#### Records for this exercise
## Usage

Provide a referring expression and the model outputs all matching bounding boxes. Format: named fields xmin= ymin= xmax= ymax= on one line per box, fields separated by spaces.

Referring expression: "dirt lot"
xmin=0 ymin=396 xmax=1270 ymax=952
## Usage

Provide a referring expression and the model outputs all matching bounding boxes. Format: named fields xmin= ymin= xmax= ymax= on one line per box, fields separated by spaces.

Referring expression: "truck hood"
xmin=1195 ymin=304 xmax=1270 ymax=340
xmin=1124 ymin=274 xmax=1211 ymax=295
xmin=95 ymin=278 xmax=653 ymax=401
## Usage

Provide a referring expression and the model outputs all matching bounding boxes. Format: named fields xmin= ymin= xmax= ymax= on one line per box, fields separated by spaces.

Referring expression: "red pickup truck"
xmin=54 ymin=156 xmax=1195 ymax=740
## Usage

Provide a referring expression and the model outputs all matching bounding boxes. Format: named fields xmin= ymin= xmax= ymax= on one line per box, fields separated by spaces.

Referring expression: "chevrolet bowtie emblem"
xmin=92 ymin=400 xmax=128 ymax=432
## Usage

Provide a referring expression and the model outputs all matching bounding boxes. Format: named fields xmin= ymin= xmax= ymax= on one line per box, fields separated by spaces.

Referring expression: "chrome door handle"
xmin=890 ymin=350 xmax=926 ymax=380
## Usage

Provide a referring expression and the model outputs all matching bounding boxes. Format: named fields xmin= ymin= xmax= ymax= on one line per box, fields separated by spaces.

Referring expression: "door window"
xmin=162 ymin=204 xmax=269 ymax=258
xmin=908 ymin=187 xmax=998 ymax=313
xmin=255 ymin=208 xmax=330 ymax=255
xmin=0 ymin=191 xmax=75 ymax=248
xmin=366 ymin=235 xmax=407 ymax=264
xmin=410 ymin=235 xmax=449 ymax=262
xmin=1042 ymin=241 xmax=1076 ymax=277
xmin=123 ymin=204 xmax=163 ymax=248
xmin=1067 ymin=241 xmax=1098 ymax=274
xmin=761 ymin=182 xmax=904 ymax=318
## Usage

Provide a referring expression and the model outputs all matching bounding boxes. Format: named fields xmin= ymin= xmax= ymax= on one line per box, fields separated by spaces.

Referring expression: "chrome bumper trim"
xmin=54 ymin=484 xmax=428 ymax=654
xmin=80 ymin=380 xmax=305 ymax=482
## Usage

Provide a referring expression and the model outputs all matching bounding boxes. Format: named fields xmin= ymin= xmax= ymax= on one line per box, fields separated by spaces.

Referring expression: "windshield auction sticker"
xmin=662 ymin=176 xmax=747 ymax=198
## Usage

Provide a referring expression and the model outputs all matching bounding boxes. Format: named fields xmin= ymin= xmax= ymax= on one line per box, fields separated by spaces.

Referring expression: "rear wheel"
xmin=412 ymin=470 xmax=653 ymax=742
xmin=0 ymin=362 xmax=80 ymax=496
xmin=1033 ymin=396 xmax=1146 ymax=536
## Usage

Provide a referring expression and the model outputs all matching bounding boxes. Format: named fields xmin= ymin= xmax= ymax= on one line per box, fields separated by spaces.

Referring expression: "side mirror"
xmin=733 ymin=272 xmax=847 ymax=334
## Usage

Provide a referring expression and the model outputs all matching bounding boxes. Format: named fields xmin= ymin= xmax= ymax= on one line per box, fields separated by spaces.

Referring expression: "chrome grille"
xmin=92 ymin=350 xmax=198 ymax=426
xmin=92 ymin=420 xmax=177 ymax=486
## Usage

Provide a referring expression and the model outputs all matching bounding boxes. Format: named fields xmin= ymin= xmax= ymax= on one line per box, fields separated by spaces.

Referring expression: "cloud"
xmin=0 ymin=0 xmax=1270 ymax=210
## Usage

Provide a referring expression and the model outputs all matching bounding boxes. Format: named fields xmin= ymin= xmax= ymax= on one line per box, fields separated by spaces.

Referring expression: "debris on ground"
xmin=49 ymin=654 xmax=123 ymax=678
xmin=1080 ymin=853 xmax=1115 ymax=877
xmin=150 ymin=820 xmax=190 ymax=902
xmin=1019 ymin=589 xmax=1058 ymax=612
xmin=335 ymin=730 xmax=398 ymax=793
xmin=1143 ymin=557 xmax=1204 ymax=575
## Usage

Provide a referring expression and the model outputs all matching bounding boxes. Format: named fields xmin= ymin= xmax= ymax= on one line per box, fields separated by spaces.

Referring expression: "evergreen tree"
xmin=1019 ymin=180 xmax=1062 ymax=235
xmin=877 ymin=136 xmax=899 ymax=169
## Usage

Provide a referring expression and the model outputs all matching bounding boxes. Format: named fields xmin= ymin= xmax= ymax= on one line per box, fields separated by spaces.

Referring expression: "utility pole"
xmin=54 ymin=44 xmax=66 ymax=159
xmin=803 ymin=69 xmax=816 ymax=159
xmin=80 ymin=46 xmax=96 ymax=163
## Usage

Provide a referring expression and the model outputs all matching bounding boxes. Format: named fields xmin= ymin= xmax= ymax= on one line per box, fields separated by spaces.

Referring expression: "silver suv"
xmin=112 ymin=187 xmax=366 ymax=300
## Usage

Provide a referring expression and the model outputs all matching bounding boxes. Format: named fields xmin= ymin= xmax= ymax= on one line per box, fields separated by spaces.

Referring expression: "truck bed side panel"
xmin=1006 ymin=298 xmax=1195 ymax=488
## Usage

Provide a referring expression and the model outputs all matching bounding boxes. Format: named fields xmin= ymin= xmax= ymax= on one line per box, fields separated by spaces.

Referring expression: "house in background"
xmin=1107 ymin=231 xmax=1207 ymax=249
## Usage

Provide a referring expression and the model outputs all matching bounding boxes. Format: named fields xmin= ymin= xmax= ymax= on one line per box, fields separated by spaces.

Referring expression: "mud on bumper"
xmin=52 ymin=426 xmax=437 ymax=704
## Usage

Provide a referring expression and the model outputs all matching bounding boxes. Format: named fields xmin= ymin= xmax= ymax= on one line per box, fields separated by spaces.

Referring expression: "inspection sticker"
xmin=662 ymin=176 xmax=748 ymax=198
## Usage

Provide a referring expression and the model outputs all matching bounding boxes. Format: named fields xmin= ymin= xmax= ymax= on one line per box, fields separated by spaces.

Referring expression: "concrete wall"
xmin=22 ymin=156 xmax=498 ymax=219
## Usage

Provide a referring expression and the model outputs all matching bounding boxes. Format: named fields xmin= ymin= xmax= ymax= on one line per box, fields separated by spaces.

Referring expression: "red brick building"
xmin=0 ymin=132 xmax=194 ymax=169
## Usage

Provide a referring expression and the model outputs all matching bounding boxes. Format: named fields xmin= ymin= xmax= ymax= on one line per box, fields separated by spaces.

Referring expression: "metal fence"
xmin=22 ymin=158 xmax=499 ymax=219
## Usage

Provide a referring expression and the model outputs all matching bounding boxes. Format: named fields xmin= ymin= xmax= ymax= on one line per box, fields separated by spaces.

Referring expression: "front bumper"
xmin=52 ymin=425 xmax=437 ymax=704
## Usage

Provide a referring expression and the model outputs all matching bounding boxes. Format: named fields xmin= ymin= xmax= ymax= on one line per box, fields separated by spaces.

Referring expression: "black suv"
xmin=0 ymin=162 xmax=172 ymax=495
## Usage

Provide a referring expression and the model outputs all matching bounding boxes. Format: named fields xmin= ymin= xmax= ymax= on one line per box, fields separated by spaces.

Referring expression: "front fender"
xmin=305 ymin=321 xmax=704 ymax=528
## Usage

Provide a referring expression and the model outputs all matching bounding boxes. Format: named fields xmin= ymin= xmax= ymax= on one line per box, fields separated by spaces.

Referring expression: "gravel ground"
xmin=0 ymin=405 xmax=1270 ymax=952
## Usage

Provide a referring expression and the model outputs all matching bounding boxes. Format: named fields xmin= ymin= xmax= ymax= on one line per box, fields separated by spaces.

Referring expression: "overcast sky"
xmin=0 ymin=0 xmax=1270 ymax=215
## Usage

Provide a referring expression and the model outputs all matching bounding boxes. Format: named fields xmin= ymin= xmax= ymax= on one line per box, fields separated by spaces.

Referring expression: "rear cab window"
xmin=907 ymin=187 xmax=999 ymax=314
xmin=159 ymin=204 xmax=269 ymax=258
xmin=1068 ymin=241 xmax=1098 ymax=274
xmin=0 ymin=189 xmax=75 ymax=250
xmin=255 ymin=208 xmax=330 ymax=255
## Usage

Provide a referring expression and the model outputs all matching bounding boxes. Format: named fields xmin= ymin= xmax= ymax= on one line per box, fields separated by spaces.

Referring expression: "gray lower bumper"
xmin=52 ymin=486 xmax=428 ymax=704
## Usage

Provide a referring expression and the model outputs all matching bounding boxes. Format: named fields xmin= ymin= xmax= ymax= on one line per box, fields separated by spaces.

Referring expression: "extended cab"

#### What the exercise asks
Please pull out every line of the data above that contains the word "bumper", matching its case exactly.

#### Final answer
Referring expression: "chrome bumper trim"
Referring expression: "mud on bumper"
Referring expression: "front bumper"
Referring expression: "gray lower bumper"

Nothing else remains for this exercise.